Look for the line containing "of the night" in the records below. Then output it and all the lines that follow, exactly and without any others.

(Excerpts from a dataset)
.....

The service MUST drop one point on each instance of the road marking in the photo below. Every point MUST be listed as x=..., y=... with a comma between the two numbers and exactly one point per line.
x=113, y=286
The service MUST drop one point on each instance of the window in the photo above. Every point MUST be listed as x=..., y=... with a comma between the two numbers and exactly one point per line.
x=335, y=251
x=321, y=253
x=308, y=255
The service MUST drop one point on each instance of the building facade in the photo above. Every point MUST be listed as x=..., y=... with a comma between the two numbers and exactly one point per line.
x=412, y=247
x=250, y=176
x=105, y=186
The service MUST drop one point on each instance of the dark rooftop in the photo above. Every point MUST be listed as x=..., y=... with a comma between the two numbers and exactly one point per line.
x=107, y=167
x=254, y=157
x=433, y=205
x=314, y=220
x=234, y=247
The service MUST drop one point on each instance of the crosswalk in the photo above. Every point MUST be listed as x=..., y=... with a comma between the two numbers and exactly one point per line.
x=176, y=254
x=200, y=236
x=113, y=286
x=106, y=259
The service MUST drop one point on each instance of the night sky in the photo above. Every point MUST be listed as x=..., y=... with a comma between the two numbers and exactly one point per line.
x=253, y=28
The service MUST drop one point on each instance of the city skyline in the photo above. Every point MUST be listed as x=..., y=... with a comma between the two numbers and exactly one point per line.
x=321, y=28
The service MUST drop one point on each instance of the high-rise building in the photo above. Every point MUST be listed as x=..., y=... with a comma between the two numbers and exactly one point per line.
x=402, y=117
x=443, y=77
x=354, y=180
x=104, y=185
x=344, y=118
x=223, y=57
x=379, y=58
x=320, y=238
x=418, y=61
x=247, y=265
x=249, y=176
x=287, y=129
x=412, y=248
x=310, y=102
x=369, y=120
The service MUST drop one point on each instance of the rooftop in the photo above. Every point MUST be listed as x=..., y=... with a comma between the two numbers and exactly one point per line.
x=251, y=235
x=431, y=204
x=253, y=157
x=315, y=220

.....

> [Task solution]
The service MUST drop one point on each instance of the night sky in the photo above. Every point MUST be listed as x=..., y=... with a comma between the two numbers and exactly one point per line.
x=253, y=28
The service MUST drop one point on each instance of the city skyline in the photo above. Every point MUST be listed as x=..., y=... with a comma between the two numbers and exactly one point per line.
x=321, y=28
The service MUST drop one point on each instance of the high-rise building in the photo above. Every point MUST be listed as x=..., y=... with a comma between the two numbers and exactly one point per line.
x=402, y=117
x=443, y=77
x=354, y=180
x=104, y=185
x=344, y=118
x=223, y=57
x=379, y=58
x=320, y=238
x=418, y=61
x=247, y=265
x=249, y=176
x=287, y=129
x=412, y=248
x=310, y=102
x=369, y=120
The service MUST drop one point on each instance of the rooftop in the photo above. Every point MUST be listed as x=..., y=... with a comma between the two numbers and exactly one point per line.
x=251, y=235
x=431, y=204
x=253, y=157
x=315, y=220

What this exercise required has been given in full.